[start EXTRACTED INFORMATION]
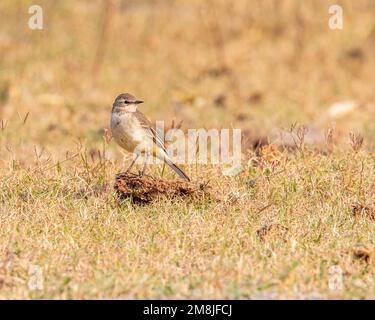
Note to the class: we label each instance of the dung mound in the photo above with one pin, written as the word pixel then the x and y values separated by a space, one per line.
pixel 145 189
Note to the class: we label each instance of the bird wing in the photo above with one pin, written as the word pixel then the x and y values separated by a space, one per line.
pixel 149 128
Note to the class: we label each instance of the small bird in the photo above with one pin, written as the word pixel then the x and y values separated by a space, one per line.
pixel 131 130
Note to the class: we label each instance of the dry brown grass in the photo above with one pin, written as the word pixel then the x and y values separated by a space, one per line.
pixel 256 65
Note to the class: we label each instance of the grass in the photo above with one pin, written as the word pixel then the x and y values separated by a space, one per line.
pixel 279 226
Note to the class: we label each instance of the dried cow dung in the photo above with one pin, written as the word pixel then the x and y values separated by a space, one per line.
pixel 144 189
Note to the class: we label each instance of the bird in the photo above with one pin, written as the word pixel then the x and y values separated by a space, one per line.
pixel 132 130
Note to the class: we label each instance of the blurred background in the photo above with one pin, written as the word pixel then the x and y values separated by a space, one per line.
pixel 256 65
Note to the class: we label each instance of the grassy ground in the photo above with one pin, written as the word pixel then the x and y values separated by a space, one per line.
pixel 281 226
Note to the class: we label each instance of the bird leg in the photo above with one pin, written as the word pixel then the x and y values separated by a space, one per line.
pixel 132 164
pixel 145 164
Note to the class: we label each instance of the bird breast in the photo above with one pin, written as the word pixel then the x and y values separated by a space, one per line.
pixel 126 130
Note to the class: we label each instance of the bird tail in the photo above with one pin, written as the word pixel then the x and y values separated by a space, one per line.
pixel 177 169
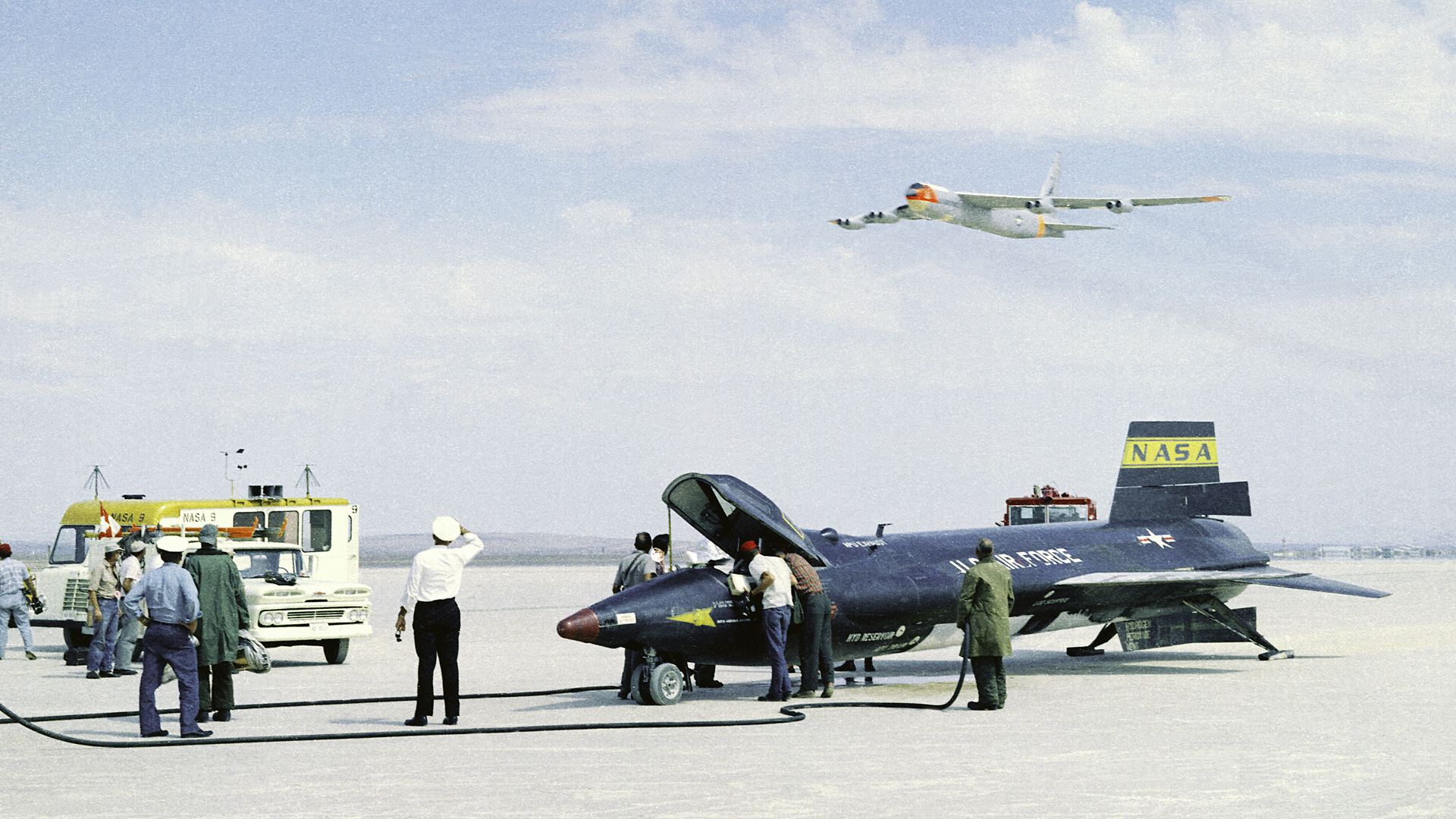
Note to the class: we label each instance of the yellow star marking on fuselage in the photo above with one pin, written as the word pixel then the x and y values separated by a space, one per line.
pixel 696 617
[end EXTRACTED INFORMATION]
▸ **SET EXERCISE**
Please print all of the entries above word for word, leaving the pictures out.

▸ **FINAL ANSWER**
Note to the class: we label each instance of the dung mound in the photo above with one pin, written as the word pixel then the x and y values separated by a space, one per line.
pixel 145 189
Note to the class: we label each instance of the bird wing in the photo above with one pin, written as the word pixel then the x and y values separated by a space, one per line.
pixel 149 128
Note to the class: we label each instance of the small bird in the photo above with one pin, written as the word pixel then the x and y values separated by a space, one per line.
pixel 131 130
Note to the class: we label each instance of the dry brown grass in the photo above with one pin, written as the word pixel then the x and y values separated by a space, one per line.
pixel 256 65
Note to the class: we label each instance of the grass in the photo above with one pin, written as the word pixel then the x and y values separated by a space, one per line.
pixel 279 226
Note to the class: we label each instance of the dried cow dung in the photo above with one pin, written as the word pixel then the x and y values separated by a space, one per line.
pixel 144 189
Note to the class: we label each instance of the bird in the photo above with one pin, written as the word pixel then the x and y values separated by a space, one per line.
pixel 132 130
Note to the class: we label each instance of the blurred background in the photo above with one pin, written as the word pixel then the x and y values separated by a space, one per line.
pixel 256 65
Note to the class: we label each instance of the grassy ground in the photo above with one pin, written as the word pixel then the x and y values separated by a space, one per line.
pixel 281 226
Note to the class: we label each instance of the bird leg in the photo above with one pin, written as the word pixel then the x and y values separated by a space, one per line.
pixel 132 164
pixel 145 164
Note to the class: we label each instance of the bird breast in the photo above with one pin, written as the word pixel then the x and y values separated by a space, one per line.
pixel 126 130
Note to the class: we label each instance of the bird tail in the photo above with one pin, written as the word pixel then the x and y values separated by a space, one per line.
pixel 177 169
Note to the class: we label each instance of the yellow star marking on fuselage in the photo above with one pin, written as the word pixel then the x and y values separated by a space, one per line.
pixel 696 617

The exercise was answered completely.